WORK ORDER: Write out the whole listing exactly; no images belong in it.

PROVIDED DATA:
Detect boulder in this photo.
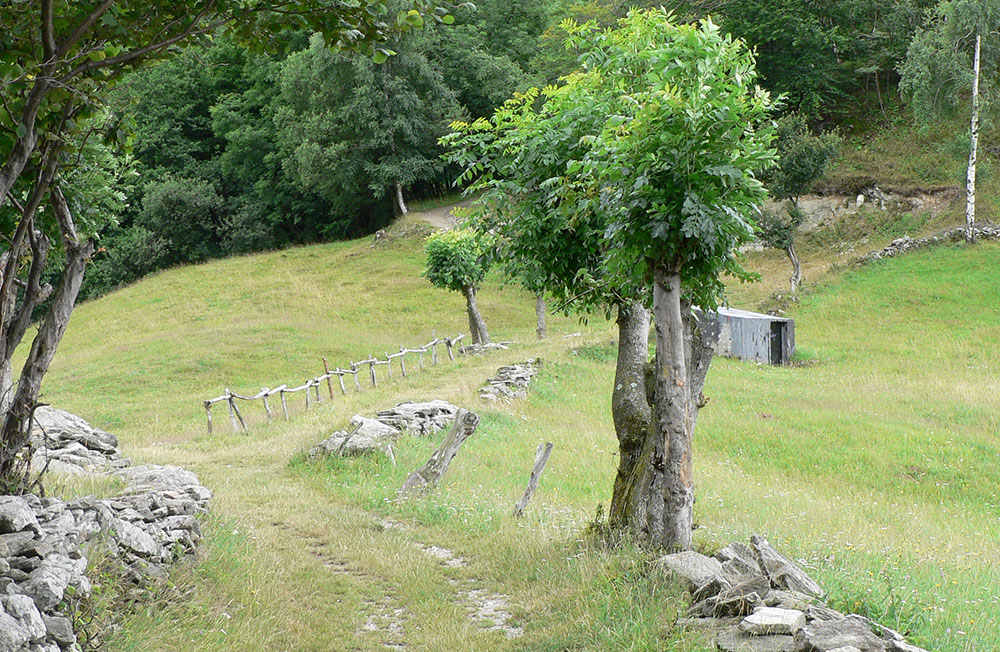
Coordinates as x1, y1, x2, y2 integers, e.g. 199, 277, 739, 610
42, 615, 75, 647
0, 497, 39, 534
21, 555, 76, 611
657, 551, 725, 593
112, 519, 159, 558
750, 535, 824, 598
32, 407, 118, 455
0, 605, 31, 652
309, 415, 400, 458
739, 607, 807, 636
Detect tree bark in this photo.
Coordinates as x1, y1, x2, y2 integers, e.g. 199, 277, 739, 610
609, 270, 719, 551
395, 180, 408, 216
535, 292, 547, 340
787, 242, 802, 293
966, 32, 980, 244
463, 285, 490, 345
0, 186, 94, 485
608, 302, 651, 527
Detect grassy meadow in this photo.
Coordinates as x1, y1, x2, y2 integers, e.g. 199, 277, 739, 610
27, 206, 1000, 651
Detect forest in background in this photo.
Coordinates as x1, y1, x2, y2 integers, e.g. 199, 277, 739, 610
74, 0, 981, 300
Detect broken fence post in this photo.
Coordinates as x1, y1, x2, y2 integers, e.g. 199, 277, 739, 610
262, 391, 273, 423
204, 401, 213, 434
513, 442, 554, 518
445, 338, 455, 361
398, 408, 480, 497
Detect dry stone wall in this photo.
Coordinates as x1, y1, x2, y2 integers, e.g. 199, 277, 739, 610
0, 408, 211, 652
663, 535, 930, 652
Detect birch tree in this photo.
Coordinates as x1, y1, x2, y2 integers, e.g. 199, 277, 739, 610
899, 0, 1000, 242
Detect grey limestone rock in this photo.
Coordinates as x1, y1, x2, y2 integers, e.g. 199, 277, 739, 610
0, 498, 39, 535
750, 535, 824, 598
309, 415, 400, 458
739, 607, 807, 636
1, 594, 46, 641
657, 550, 725, 593
41, 615, 75, 647
793, 616, 887, 652
375, 400, 458, 435
717, 626, 795, 652
0, 605, 31, 652
21, 556, 75, 611
479, 360, 540, 402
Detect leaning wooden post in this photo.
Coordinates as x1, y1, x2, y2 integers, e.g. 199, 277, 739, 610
280, 389, 289, 420
322, 358, 335, 399
445, 338, 455, 361
418, 348, 425, 370
351, 363, 361, 391
262, 391, 273, 424
431, 339, 438, 365
399, 346, 407, 377
369, 356, 377, 387
204, 401, 213, 434
314, 380, 322, 403
513, 442, 555, 518
398, 409, 480, 497
231, 396, 247, 432
305, 382, 313, 409
384, 352, 393, 379
336, 370, 347, 395
226, 390, 239, 432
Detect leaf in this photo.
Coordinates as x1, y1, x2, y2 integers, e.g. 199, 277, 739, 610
15, 123, 27, 139
442, 14, 455, 25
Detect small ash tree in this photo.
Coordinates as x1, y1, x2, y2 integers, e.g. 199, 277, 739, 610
758, 114, 839, 293
424, 229, 492, 344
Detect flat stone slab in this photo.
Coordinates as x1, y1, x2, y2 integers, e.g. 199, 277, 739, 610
657, 550, 725, 593
717, 626, 794, 652
739, 607, 806, 636
793, 616, 887, 652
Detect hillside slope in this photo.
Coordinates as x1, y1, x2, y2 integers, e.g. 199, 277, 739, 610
34, 230, 1000, 651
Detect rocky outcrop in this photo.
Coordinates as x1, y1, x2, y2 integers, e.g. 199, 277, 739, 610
1, 409, 211, 652
309, 401, 461, 459
669, 536, 931, 652
479, 360, 541, 402
859, 223, 1000, 264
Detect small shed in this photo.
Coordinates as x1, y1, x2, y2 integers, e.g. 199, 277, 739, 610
704, 307, 795, 365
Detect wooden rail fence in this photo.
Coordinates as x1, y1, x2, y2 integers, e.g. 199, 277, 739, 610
202, 333, 467, 433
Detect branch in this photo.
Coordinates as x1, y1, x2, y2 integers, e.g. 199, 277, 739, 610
61, 1, 221, 81
41, 0, 57, 64
6, 227, 50, 360
53, 0, 115, 60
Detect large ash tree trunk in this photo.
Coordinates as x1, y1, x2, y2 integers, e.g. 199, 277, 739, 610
608, 302, 651, 526
610, 273, 718, 550
462, 284, 490, 345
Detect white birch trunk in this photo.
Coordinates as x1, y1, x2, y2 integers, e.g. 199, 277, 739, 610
966, 33, 980, 244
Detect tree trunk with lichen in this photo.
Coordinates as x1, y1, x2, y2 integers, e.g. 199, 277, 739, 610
609, 272, 718, 551
462, 284, 490, 345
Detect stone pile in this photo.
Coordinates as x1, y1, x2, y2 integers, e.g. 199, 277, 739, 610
479, 360, 541, 402
860, 223, 1000, 264
375, 400, 458, 435
309, 401, 460, 458
460, 342, 510, 355
663, 535, 929, 652
1, 408, 211, 652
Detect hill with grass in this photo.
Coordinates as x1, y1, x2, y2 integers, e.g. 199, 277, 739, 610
29, 200, 999, 651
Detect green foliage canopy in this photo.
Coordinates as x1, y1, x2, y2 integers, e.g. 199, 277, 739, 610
423, 229, 491, 293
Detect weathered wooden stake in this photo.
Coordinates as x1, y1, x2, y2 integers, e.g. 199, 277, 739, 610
314, 381, 322, 402
226, 390, 239, 432
399, 347, 407, 377
280, 390, 289, 420
514, 442, 555, 518
205, 401, 213, 434
231, 398, 247, 432
398, 409, 480, 497
418, 349, 424, 370
431, 340, 437, 365
322, 358, 335, 399
351, 364, 361, 391
445, 338, 455, 361
262, 394, 273, 423
336, 370, 347, 394
369, 357, 377, 387
305, 383, 313, 408
384, 352, 393, 379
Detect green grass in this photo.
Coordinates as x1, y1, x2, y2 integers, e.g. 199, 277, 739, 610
31, 221, 1000, 651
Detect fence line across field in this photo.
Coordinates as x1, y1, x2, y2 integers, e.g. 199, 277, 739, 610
202, 333, 467, 434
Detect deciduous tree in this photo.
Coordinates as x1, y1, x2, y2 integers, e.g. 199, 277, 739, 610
424, 229, 492, 344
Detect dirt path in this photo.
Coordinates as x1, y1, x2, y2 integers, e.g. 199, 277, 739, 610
411, 201, 472, 230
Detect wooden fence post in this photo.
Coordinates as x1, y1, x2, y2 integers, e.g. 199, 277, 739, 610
351, 364, 361, 391
280, 389, 289, 420
226, 390, 239, 432
445, 338, 455, 361
514, 442, 555, 518
399, 346, 407, 377
204, 401, 213, 434
262, 393, 273, 423
384, 352, 393, 379
322, 358, 335, 399
369, 356, 377, 387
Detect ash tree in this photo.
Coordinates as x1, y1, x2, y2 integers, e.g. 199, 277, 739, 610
757, 114, 838, 293
423, 229, 492, 344
443, 83, 655, 531
0, 0, 467, 491
447, 9, 777, 550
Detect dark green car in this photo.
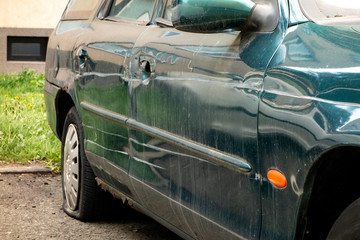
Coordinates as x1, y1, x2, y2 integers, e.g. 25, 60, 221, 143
44, 0, 360, 239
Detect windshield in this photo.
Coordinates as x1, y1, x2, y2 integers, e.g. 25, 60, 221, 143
299, 0, 360, 24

EXERCISE OUTPUT:
Detect boulder in this photo.
Coordinates as x1, y1, x2, y2 integers, e.g. 199, 277, 739, 610
42, 615, 75, 647
0, 497, 39, 534
21, 555, 76, 611
657, 551, 725, 593
112, 519, 159, 558
750, 535, 824, 598
32, 407, 118, 455
0, 605, 31, 652
309, 415, 400, 458
739, 607, 807, 636
Detect tree bark in this photo.
Coordinates as x1, y1, x2, y2 integers, e.g. 199, 277, 739, 610
609, 270, 719, 551
395, 180, 408, 216
535, 292, 547, 340
787, 242, 802, 293
966, 32, 980, 244
463, 285, 490, 345
0, 186, 94, 485
608, 302, 651, 527
Detect grassy meadow in this photo.
Coordinates as x1, y1, x2, y2 integers, e.g. 199, 277, 739, 610
27, 206, 1000, 651
Detect forest in background in this photo.
Coordinates as x1, y1, x2, y2 integers, e.g. 199, 277, 739, 610
74, 0, 981, 300
Detect broken fence post in this photo.
Coordinates as x1, y1, x2, y2 integers, e.g. 199, 277, 739, 610
262, 391, 273, 423
204, 401, 213, 434
513, 442, 554, 518
445, 338, 455, 361
398, 408, 480, 497
Detect dry stone wall in this photo.
Coordinates as x1, y1, x2, y2 integers, e.g. 199, 277, 739, 610
0, 408, 211, 652
663, 535, 930, 652
Detect birch tree in this photo.
Coordinates as x1, y1, x2, y2 integers, e.g. 199, 277, 739, 610
899, 0, 1000, 242
Detect grey limestone rock in this photo.
Coordinates as x1, y1, x2, y2 integers, e.g. 199, 277, 739, 610
0, 498, 39, 535
750, 535, 824, 598
309, 415, 400, 458
739, 607, 807, 636
1, 594, 46, 641
657, 550, 725, 593
41, 615, 75, 647
793, 616, 887, 652
375, 400, 458, 435
717, 626, 795, 652
0, 605, 31, 652
21, 556, 75, 611
479, 360, 540, 402
Detect leaning wooden post in this photo.
Coordinates as x1, y1, x2, y2 integers, e.g. 199, 277, 739, 610
280, 389, 289, 420
322, 358, 335, 399
445, 338, 455, 361
418, 348, 425, 370
351, 363, 361, 391
262, 391, 273, 424
431, 339, 438, 365
399, 346, 407, 377
369, 356, 377, 387
204, 401, 213, 434
314, 380, 322, 403
513, 442, 555, 518
398, 409, 480, 497
231, 396, 247, 432
305, 382, 313, 409
384, 352, 393, 379
336, 370, 347, 395
226, 390, 239, 432
Detect leaf in this photo.
Coordinates as x1, y1, x2, y2 integers, e.g. 199, 277, 739, 610
15, 123, 27, 139
442, 14, 455, 25
Detect small ash tree in this photo.
Coordinates as x1, y1, x2, y2 integers, e.g. 199, 277, 739, 610
758, 114, 839, 293
424, 229, 492, 344
Detect flat stone slab in this photo.
Coordinates as x1, y1, x2, y2 integers, e.g. 199, 277, 739, 610
657, 550, 725, 593
717, 626, 794, 652
739, 607, 806, 636
793, 616, 887, 652
Detect hillside slope in this photo.
Coordinates as x1, y1, x2, y2 integers, e.g. 199, 277, 739, 610
34, 230, 1000, 651
Detect rocky outcrop in this photo.
Coordinates as x1, y1, x2, y2 integers, e.g. 199, 277, 739, 610
1, 409, 211, 652
309, 401, 461, 459
669, 536, 931, 652
479, 360, 541, 402
859, 223, 1000, 264
Detect small shed in this photo.
Coordinates as x1, y1, x2, y2 integers, e.g. 199, 277, 739, 610
704, 307, 795, 365
Detect wooden rail fence in this photo.
Coordinates as x1, y1, x2, y2 integers, e.g. 199, 277, 739, 610
202, 333, 467, 433
Detect branch in this photo.
Coordinates as x1, y1, x2, y2 integers, e.g. 199, 277, 739, 610
61, 1, 221, 81
41, 0, 57, 64
6, 227, 50, 360
53, 0, 115, 60
Detect large ash tree trunk in this photo.
Coordinates as x1, y1, x2, y2 integers, e.g. 199, 277, 739, 610
608, 302, 651, 526
610, 273, 718, 550
462, 284, 490, 345
Detect white birch trunk in this photo.
Coordinates as x1, y1, x2, y2 integers, e.g. 199, 277, 739, 610
966, 33, 980, 244
Detect tree trunk with lichen in this photo.
Coordinates as x1, y1, x2, y2 integers, e.g. 199, 277, 739, 610
609, 272, 718, 551
462, 284, 490, 345
Detect stone pile in this photo.
Coordinates as x1, y1, x2, y2 integers, e.g. 199, 277, 739, 610
479, 360, 541, 402
860, 223, 1000, 264
375, 400, 458, 435
309, 401, 460, 458
460, 342, 510, 355
663, 535, 929, 652
1, 408, 211, 652
Detect hill with grass in this photo.
Coordinates as x1, y1, x2, y2 integers, e.g. 199, 277, 739, 610
29, 200, 999, 651
Detect green foliage canopy in this photo.
Coordinates as x1, y1, x2, y2 integers, e.g. 199, 277, 739, 610
423, 229, 491, 293
Detect weathered wooden stake in this photo.
Coordinates as x1, y1, x2, y2 integers, e.g. 199, 277, 739, 610
314, 381, 322, 402
226, 390, 239, 432
399, 347, 407, 377
280, 390, 289, 420
514, 442, 555, 518
205, 401, 213, 434
231, 398, 247, 432
398, 409, 480, 497
418, 349, 424, 370
431, 340, 437, 365
322, 358, 335, 399
351, 364, 361, 391
445, 338, 455, 361
262, 394, 273, 423
336, 370, 347, 394
369, 357, 377, 387
305, 383, 313, 408
384, 352, 393, 379
Detect green grass in this photo.
Coordinates as x1, y1, x2, y2 integers, e.g. 199, 277, 739, 610
31, 221, 1000, 651
Detect fence line across field in this photo.
Coordinates as x1, y1, x2, y2 integers, e.g. 199, 277, 739, 610
202, 333, 467, 434
Detect deciduous tree in this photo.
Coordinates as x1, y1, x2, y2 integers, e.g. 199, 277, 739, 610
424, 229, 492, 344
Detect dirt path in this photo.
Coordinates as x1, y1, x2, y2 integers, e.g. 199, 277, 739, 610
411, 201, 472, 230
Detect wooden fence post in this photo.
Coordinates as x1, y1, x2, y2 integers, e.g. 199, 277, 739, 610
351, 364, 361, 391
280, 389, 289, 420
226, 390, 239, 432
445, 338, 455, 361
514, 442, 555, 518
399, 346, 407, 377
204, 401, 213, 434
262, 393, 273, 423
384, 352, 393, 379
322, 358, 335, 399
369, 356, 377, 387
Detect ash tree in this photo.
Coordinates as x1, y1, x2, y2 integers, e.g. 199, 277, 739, 610
757, 114, 838, 293
423, 229, 492, 344
443, 83, 655, 531
0, 0, 467, 491
447, 9, 777, 550
Detect dark green car in this photo.
Coordinates as x1, y1, x2, y2 integers, e.g. 25, 60, 221, 143
44, 0, 360, 239
Detect windshield in this photo.
Coordinates as x1, y1, x2, y2 integers, e.g. 25, 60, 221, 143
299, 0, 360, 24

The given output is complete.